DOCUMENT SECTION
(begin)

Categories
NLP The Text API

Do More Polarizing YouTube Titles Get More Views?

Accompanying YouTube Video:

We’re all familiar with the concept of clickbait now, so I was curious if more polarizing YouTube titles got more views. Just like the last couple of articles involving YouTube, we’ll be using Selenium, BeautifulSoup, and The Text API. Just like when we found The Most Common Phrases on the Front Page of YouTube, we’ll do analyze polarity vs views per day in two steps:

  1. Pulling Titles and Views per Day from the Front Page of YouTube
  2. Analyzing Title Polarity against Views per Day

Pulling Titles and Views per Day from the Front Page of YouTube

We already did this exact step when we looked at How Many Views per Day Do Front Page YouTube Videos Get? I will briefly cover it here. We’ll install our libraries:

pip install selenium beautifulsoup4 dateparser requests

After we install our Python libraries, we’ll want to install Chromedriver. Once you’re done downloading your chromedriver, head on over to The Text API website and sign up for an API key. When you land on the page, scroll all the way down and click the “Get Your API Key” button as shown below.

Once you log in, you should see your API key front and center at the top of the page like shown in the image below. I have a paid account, but you can do this project with a free account, and paid accounts are in closed beta at the time of writing anyway.

Now that we’re done with setup we can get into the code. Below is the full code example, which can also be found on GitHub. All we do in the code is start up chromedriver, pull the link labels from YouTube’s homepage, and use Named Entity Recognition plus some string parsing to write our results to a JSON file. If you’d like a longer and more detailed explanation of the code, please refer to the article on How Many Views Do Front Page YouTube Videos Get? If you don’t want to bother with this code, you can also download the resulting JSON file I ended up with.

import re
import requests
import dateparser
import datetime
from selenium import webdriver
from selenium.webdriver.chrome.service import Service
from selenium.webdriver.chrome.options import Options
from time import sleep
from random import randint
from bs4 import BeautifulSoup
import json
 
from text_api_config import headers, ner_url
 
chromedriver_path = "<your chrome driver path here>"
service = Service(chromedriver_path)
chrome_options = Options()
chrome_options.headless = True
driver = webdriver.Chrome(service=service, options=chrome_options)
 
home = "https://www.youtube.com/"
driver.get(home)
sleep(randint(2, 4))
# --------- run here and check for where to find videos ----------
 
soup = BeautifulSoup(driver.page_source, 'html.parser')
titles = soup.find_all("a", href=re.compile("watch.*"))
driver.quit()

(end)

[Segmentation data]
(begin)

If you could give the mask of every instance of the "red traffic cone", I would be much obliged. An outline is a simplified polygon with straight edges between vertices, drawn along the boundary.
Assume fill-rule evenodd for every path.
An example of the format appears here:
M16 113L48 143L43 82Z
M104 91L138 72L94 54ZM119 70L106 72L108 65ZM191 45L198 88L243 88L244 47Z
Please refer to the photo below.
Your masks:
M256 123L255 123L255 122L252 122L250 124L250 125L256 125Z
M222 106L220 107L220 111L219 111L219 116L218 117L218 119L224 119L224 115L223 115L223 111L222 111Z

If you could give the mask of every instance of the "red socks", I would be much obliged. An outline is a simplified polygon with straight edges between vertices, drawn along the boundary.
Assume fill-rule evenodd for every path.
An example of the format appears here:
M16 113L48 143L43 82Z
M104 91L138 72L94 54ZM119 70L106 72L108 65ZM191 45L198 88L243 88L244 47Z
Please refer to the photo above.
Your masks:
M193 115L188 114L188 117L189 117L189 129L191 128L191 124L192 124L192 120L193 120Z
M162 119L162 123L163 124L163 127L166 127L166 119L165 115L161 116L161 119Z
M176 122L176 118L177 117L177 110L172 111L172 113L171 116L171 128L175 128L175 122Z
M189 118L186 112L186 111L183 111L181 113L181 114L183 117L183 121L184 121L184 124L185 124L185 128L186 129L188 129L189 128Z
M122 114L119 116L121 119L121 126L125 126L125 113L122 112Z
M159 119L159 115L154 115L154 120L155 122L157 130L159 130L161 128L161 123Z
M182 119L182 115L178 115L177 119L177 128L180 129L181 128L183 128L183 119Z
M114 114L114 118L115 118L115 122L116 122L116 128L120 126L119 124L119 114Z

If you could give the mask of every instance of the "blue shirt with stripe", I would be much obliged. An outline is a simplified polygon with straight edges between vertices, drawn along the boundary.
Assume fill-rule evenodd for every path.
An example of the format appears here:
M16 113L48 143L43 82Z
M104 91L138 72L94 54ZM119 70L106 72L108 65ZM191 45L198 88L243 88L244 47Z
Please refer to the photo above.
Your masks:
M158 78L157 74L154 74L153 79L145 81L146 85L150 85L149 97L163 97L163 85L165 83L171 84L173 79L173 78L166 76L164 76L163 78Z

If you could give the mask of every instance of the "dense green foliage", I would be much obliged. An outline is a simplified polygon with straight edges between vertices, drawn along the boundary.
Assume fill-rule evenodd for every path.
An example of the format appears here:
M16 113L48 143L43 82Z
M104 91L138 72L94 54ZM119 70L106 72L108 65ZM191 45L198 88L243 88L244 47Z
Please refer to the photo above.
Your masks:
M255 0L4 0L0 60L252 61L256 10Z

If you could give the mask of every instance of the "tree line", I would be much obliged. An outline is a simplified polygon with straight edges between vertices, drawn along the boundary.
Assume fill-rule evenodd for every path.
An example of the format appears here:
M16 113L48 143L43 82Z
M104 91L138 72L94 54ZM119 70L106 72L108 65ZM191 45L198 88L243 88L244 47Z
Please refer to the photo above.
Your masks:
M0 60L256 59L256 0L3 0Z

(end)

EXERCISE TASK A
Rewrite everything in the YouTube titles article from "from text_api_config import" down to "sleep(randint(2, 4))", swapping "chrome_options" for "browser_options".
EXERCISE TASK B
Answer these from the YouTube titles article:
(i) Which four libraries does the pip install command add?
(ii) Which button does the reader click on The Text API website to sign up for a key?
(iii) What URL is assigned to home in the code?
Work only from the YouTube titles article.

FULL SOLUTION A
from text_api_config import headers, ner_url
 
chromedriver_path = "<your chrome driver path here>"
service = Service(chromedriver_path)
browser_options = Options()
browser_options.headless = True
driver = webdriver.Chrome(service=service, options=browser_options)
 
home = "https://www.youtube.com/"
driver.get(home)
sleep(randint(2, 4))

FULL SOLUTION B
(i) selenium, beautifulsoup4, dateparser, and requests
(ii) The "Get Your API Key" button
(iii) https://www.youtube.com/